** Page extract **
* BEGIN *

MINSK/MOSCOW (Reuters) - Belarus detained the head of Russia’s Uralkali (URKA.MM), the world’s top potash producer, and threatened to seize its assets in the country on Monday, drawing a fierce rebuke from Moscow in an escalating dispute over the collapse of a cartel.
Vladislav Baumgertner was detained on suspicion of abusing his position and official powers over Uralkali’s decision to quit the Belarusian Potash Co (BPC) joint trading venture, according to investigators in Belarus.
It is the first time a top manager of a Russian firm has been detained in Belarus, run since 1994 by President Alexander Lukashenko, who styles himself as “Europe’s last dictator”.
“What happened today is way out of line,” Russian First Deputy Prime Minister Igor Shuvalov told reporters in Moscow, describing the situation as “odd, inappropriate and not fitting to a partnership”.
Belarussian state television ONT showed footage of the grey-haired Baumgartner, who only hours before met with the country’s prime minister, in handcuffs and surrounded by police.
Belarussian investigators said later they intended to seize Uralkali’s assets and property, claiming the company incurred $100 million of damages in Belarus, according to a report by the RIA agency.

* END *

** What you should do **
Answer these questions from the news report on Belarus and Uralkali:
1. Which joint trading venture did Uralkali decide to quit?
2. Since what year has Alexander Lukashenko run Belarus?
3. How much in damages did Belarussian investigators claim the company incurred in Belarus?

** Material provided **
* BEGIN *

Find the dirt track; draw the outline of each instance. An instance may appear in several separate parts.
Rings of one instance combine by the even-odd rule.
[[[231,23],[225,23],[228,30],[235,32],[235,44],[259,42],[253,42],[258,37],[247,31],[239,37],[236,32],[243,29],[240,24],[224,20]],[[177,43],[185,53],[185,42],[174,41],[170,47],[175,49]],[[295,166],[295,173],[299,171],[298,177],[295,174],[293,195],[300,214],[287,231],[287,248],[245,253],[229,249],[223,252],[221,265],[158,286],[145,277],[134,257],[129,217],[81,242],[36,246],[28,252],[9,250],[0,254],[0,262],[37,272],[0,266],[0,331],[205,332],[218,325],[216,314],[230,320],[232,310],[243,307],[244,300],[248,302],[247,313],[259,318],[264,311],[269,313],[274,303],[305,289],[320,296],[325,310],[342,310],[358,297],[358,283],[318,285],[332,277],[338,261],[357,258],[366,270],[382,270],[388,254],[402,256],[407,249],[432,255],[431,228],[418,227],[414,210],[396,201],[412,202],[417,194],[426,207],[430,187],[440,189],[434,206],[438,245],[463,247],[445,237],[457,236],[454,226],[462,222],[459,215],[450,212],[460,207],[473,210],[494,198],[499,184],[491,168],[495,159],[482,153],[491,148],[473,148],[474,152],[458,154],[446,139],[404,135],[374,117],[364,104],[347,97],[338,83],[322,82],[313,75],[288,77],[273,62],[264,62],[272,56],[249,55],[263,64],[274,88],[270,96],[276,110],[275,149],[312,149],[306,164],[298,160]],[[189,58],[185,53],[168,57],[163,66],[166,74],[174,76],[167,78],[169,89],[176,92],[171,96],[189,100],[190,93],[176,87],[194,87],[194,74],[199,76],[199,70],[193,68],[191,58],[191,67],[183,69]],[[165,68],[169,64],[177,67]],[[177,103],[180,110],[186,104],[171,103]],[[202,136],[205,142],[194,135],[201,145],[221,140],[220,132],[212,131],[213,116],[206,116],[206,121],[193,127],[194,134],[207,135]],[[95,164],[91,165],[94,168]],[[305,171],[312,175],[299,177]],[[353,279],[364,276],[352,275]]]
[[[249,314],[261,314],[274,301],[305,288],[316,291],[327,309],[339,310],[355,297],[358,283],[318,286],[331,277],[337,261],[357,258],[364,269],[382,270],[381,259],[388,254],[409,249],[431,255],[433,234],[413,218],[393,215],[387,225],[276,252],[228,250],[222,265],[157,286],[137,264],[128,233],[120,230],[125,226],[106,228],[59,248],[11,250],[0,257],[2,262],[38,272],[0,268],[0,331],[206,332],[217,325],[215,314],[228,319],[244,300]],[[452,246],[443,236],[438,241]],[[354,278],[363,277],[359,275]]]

* END *

** Written answer **
1. The Belarusian Potash Co (BPC).
2. 1994.
3. $100 million.